=== Records for processing ===
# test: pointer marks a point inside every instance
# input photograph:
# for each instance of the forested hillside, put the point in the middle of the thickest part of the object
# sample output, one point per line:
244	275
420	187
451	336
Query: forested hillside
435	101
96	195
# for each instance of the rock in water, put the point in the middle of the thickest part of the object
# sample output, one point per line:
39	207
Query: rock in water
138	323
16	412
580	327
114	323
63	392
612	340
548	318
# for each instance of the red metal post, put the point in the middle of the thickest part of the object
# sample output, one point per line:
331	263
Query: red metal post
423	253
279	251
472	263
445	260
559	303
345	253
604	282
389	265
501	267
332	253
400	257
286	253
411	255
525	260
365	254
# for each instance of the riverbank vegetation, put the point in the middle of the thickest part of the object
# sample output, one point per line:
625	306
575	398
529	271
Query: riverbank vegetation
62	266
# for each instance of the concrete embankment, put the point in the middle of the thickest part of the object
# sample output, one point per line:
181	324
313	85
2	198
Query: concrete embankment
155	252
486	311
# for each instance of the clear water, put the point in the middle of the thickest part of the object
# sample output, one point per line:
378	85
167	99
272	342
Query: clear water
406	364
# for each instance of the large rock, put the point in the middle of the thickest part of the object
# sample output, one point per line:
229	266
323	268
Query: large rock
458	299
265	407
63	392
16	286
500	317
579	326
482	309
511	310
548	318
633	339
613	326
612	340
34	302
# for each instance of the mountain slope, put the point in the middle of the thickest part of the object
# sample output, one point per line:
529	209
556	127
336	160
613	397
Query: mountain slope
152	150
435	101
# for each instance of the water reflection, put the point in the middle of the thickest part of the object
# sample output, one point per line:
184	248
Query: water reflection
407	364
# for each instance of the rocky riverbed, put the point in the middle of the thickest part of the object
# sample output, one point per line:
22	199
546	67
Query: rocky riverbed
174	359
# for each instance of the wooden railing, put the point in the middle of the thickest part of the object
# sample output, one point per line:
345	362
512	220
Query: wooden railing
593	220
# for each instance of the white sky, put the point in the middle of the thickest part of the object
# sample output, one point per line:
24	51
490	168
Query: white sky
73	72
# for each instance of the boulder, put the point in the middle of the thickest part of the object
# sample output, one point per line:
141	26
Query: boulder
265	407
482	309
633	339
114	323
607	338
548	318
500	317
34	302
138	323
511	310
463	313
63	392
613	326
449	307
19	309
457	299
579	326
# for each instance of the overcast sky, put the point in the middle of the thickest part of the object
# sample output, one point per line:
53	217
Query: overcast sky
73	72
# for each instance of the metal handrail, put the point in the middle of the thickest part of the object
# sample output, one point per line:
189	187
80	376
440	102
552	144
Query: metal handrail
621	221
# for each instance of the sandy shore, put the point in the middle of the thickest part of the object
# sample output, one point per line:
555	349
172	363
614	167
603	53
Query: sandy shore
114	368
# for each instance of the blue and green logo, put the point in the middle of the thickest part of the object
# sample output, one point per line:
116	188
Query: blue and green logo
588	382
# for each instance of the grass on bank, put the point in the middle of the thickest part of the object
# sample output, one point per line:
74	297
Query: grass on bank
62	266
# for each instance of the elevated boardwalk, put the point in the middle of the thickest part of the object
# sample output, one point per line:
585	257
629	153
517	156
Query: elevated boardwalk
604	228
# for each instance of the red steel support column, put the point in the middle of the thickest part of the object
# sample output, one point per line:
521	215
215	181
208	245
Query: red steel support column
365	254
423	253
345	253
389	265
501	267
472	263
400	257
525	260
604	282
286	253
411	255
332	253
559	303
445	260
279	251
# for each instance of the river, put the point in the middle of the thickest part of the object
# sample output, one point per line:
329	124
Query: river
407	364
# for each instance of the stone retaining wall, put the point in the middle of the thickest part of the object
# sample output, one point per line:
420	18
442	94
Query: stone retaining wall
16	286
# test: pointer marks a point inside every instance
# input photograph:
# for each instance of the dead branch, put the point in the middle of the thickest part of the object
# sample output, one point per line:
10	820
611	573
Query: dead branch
===
=== Records for processing ===
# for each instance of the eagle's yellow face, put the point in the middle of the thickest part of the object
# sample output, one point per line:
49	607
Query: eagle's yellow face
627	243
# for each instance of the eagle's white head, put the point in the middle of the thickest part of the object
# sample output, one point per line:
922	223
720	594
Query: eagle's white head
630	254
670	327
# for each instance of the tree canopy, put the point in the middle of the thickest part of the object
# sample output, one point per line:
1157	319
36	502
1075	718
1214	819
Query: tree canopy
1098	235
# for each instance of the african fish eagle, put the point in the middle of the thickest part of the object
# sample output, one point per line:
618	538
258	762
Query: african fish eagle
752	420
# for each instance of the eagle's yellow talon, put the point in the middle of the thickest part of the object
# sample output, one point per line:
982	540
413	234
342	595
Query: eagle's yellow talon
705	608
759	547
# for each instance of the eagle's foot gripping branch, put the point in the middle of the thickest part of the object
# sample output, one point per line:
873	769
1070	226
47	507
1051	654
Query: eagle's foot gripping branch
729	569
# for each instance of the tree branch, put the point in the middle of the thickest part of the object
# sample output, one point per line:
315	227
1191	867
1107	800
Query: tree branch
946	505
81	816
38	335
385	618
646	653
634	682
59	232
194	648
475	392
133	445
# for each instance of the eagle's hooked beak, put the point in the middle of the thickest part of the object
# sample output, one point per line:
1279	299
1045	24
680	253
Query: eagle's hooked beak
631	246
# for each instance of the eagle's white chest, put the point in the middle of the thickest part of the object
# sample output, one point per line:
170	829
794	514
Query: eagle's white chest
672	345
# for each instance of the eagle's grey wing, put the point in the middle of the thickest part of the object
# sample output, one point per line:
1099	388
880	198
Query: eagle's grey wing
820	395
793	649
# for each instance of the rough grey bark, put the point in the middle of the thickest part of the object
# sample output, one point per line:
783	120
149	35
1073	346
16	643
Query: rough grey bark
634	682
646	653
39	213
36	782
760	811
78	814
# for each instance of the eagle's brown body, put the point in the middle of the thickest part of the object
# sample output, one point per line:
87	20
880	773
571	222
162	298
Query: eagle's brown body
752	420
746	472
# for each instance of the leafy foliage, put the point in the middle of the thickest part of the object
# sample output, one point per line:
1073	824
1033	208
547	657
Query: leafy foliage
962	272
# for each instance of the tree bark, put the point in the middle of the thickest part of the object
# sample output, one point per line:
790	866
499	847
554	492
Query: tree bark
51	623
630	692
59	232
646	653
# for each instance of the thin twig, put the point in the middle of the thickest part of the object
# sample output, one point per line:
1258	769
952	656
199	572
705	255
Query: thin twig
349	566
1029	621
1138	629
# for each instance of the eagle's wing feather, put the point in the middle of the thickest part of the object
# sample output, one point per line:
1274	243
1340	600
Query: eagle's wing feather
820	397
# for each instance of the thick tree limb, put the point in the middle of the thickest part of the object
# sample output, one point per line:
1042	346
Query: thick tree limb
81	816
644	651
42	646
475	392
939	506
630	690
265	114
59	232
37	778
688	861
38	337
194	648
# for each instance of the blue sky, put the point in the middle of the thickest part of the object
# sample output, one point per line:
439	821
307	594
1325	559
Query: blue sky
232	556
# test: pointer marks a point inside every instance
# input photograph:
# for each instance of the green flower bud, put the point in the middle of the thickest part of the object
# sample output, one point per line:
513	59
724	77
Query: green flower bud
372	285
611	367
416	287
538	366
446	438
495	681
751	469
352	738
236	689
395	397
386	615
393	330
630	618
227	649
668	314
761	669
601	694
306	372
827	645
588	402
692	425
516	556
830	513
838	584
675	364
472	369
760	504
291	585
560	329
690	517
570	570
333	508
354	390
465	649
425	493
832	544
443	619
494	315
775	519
===
Identify each line in the material above that contains the word "logo" and copy those lines.

Solution below:
# for each instance of the blue and green logo, put the point in the middle of the thickest part of the object
Query: blue and green logo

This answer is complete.